What you should do: Count how many lines in the entries below contain the string "black" and report only that number.

Exercise inputs:
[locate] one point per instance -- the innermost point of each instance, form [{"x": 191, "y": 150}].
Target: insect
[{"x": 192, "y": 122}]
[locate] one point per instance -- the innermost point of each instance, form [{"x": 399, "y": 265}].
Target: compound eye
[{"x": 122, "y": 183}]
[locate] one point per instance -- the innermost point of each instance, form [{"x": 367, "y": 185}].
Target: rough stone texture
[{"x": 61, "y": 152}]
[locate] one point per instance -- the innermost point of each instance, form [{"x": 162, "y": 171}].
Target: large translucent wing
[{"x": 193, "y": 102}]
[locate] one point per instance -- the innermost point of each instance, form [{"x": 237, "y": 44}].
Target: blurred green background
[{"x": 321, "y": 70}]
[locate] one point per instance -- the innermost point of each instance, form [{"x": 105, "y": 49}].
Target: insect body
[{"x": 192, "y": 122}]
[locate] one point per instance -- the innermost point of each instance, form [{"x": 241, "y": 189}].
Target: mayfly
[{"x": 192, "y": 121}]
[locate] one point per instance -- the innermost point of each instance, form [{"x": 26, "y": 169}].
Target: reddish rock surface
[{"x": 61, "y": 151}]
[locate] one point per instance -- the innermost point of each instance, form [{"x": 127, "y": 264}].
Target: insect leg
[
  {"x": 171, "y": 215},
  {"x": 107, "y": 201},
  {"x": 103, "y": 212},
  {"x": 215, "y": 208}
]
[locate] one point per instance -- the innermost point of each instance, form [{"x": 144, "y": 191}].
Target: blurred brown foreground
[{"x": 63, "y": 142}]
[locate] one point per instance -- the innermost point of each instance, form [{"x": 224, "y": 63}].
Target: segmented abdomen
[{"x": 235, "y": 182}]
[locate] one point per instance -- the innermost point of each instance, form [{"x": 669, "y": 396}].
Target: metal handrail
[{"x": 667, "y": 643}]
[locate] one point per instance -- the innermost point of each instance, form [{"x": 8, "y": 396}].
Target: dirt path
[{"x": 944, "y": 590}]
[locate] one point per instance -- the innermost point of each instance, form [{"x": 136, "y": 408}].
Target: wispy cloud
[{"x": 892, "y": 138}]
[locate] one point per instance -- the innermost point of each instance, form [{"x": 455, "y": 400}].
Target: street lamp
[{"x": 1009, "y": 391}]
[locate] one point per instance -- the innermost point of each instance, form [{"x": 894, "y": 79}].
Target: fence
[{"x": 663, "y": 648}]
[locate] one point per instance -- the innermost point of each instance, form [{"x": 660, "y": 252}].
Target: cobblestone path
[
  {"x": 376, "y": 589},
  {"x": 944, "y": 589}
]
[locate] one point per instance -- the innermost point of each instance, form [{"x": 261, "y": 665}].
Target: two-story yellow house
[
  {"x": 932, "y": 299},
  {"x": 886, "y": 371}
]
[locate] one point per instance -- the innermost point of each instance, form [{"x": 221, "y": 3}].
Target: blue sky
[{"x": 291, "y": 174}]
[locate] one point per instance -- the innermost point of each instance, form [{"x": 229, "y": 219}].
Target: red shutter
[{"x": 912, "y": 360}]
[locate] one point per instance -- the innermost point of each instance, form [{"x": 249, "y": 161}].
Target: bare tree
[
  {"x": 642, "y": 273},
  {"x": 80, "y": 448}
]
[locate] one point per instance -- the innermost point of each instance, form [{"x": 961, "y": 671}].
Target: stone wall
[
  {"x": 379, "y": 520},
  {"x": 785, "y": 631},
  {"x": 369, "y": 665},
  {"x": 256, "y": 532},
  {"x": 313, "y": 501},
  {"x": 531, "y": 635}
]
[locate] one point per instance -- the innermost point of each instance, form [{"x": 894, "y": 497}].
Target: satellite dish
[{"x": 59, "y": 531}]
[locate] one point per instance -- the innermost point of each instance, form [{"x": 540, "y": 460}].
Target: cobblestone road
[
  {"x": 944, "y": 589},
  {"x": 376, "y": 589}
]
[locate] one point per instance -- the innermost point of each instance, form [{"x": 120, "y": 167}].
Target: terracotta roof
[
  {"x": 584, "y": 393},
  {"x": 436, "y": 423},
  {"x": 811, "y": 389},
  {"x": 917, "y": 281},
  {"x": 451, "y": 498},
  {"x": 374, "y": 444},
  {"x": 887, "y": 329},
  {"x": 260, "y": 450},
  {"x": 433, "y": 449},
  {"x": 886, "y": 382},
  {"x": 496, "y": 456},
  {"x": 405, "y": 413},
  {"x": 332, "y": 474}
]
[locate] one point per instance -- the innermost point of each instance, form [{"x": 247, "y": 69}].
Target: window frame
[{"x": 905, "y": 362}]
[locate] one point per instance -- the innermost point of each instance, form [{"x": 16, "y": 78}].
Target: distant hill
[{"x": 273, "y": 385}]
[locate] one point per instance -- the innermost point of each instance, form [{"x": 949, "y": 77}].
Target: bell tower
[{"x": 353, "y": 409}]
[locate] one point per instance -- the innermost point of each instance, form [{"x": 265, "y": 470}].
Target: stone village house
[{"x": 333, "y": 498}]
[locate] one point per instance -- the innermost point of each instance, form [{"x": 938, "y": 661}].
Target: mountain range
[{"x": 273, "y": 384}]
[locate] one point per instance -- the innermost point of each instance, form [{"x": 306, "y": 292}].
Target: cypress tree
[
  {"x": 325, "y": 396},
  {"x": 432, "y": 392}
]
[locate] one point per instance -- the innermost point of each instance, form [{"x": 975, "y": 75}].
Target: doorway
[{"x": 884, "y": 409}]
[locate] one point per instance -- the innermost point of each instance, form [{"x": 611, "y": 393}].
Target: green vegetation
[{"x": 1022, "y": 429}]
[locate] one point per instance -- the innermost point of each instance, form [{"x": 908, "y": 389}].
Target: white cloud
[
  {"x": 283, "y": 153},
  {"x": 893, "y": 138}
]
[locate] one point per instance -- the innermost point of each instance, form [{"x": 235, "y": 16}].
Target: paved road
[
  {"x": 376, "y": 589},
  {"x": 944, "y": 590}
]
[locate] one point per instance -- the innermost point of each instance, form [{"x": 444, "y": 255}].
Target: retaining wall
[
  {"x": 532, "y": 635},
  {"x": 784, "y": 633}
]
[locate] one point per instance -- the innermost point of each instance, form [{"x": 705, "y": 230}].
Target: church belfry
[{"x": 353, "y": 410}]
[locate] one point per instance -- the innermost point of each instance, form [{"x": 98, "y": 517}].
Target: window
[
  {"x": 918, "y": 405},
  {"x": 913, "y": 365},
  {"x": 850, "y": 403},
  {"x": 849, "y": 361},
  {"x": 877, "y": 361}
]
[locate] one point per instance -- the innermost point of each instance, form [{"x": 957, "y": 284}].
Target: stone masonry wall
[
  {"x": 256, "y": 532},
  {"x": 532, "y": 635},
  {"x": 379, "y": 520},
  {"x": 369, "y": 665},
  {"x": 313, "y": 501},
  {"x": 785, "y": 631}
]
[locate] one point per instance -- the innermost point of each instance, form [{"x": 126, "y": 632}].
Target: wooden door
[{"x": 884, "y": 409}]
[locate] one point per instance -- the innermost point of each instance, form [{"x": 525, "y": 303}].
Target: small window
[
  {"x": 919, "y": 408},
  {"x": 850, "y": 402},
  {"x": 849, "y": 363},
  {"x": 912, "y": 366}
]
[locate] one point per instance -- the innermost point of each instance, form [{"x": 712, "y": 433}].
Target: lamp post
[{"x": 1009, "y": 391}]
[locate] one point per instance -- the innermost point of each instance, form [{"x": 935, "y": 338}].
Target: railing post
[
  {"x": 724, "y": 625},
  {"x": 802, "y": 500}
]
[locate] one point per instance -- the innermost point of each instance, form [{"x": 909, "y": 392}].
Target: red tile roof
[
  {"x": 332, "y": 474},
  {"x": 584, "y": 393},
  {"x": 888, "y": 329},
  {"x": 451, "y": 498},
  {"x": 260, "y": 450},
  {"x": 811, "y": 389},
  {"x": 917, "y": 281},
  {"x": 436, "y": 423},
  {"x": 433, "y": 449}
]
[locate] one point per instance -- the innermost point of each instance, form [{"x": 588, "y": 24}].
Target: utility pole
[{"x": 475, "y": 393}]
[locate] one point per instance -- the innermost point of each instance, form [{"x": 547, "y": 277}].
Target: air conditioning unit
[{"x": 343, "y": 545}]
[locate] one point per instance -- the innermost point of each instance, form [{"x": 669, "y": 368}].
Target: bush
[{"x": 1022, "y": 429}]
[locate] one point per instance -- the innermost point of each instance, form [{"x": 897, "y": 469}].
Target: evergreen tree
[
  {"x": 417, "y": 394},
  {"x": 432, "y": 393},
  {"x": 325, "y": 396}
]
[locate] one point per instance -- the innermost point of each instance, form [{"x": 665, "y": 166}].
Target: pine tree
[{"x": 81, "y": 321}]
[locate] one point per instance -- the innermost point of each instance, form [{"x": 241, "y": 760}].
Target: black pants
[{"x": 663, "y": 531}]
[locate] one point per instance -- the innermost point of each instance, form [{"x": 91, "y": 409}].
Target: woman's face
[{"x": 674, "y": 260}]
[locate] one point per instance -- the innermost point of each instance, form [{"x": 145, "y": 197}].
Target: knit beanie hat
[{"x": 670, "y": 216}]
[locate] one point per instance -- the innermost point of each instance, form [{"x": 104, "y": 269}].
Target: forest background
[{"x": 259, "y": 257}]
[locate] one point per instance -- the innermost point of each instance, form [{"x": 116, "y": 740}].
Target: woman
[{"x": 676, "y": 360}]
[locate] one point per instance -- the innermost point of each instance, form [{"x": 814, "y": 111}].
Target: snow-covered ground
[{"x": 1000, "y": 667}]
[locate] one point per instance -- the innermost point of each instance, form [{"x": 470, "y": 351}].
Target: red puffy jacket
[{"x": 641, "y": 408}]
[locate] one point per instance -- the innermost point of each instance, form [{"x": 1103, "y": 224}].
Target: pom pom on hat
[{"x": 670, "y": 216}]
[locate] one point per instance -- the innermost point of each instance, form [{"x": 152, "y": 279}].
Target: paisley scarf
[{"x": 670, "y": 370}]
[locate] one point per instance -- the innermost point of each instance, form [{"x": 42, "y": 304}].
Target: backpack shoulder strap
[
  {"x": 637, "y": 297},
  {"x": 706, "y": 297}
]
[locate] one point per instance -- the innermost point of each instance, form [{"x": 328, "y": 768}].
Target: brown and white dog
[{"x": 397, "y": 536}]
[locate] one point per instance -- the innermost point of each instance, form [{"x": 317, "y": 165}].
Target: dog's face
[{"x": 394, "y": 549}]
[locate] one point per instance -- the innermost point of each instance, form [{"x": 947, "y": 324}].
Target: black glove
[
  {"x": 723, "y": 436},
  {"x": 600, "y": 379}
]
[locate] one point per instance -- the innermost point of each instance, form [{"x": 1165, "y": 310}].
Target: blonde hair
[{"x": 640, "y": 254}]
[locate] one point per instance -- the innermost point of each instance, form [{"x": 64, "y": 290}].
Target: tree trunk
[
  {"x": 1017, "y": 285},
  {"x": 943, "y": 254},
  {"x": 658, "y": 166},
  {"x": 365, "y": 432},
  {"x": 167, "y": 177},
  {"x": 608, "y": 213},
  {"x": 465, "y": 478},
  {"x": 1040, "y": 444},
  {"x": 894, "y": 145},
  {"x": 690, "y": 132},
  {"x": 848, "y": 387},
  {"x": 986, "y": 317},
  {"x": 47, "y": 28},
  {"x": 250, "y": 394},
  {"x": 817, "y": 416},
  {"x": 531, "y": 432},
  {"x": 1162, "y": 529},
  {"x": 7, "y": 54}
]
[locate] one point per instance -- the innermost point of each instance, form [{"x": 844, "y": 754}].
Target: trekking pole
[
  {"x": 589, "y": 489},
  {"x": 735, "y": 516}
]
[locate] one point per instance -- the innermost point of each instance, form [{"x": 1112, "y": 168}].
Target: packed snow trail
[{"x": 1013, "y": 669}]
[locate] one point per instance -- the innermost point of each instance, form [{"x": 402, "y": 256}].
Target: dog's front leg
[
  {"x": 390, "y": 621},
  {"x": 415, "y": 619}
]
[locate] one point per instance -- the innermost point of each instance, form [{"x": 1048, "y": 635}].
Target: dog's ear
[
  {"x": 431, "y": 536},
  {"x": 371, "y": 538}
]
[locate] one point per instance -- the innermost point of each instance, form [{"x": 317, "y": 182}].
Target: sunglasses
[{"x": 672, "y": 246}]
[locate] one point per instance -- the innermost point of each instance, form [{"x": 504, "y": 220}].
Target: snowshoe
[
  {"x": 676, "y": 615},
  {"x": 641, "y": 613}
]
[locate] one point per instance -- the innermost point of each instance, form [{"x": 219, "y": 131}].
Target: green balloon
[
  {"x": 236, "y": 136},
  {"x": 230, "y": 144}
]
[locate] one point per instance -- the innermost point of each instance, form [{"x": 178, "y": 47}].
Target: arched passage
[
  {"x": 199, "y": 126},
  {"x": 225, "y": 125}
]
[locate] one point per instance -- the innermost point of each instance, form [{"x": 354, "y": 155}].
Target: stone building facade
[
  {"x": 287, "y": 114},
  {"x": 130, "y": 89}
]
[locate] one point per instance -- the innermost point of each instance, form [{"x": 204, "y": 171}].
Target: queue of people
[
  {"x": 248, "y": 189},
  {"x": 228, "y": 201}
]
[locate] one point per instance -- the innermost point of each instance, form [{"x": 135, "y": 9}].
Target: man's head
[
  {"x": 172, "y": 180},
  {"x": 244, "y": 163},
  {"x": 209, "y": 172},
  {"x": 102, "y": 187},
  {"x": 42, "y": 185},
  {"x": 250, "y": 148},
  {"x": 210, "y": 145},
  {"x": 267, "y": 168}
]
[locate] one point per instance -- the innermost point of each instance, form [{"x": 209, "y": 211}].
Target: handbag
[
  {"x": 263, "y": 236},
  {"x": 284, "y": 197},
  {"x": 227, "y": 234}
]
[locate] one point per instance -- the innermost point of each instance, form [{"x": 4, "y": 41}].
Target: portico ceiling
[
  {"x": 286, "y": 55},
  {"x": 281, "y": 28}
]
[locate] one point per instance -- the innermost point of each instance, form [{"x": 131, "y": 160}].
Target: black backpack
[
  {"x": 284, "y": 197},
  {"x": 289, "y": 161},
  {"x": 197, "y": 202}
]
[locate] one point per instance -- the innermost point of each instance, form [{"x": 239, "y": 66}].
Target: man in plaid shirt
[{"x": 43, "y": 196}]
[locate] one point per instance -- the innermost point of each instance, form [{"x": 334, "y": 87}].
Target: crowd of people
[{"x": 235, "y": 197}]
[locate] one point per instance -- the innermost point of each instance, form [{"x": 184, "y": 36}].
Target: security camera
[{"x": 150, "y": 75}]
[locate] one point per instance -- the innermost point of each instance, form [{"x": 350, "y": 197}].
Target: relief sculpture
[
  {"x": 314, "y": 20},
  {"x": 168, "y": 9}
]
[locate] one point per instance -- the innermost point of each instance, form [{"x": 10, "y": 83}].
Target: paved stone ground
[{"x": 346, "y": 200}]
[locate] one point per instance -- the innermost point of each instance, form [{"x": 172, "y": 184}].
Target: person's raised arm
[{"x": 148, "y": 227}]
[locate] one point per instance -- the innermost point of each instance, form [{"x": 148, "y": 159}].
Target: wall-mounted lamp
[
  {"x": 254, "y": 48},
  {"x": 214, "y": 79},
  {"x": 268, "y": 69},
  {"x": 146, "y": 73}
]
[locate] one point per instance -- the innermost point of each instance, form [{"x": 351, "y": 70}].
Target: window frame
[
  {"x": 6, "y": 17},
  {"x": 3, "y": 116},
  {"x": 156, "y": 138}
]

Task result: 3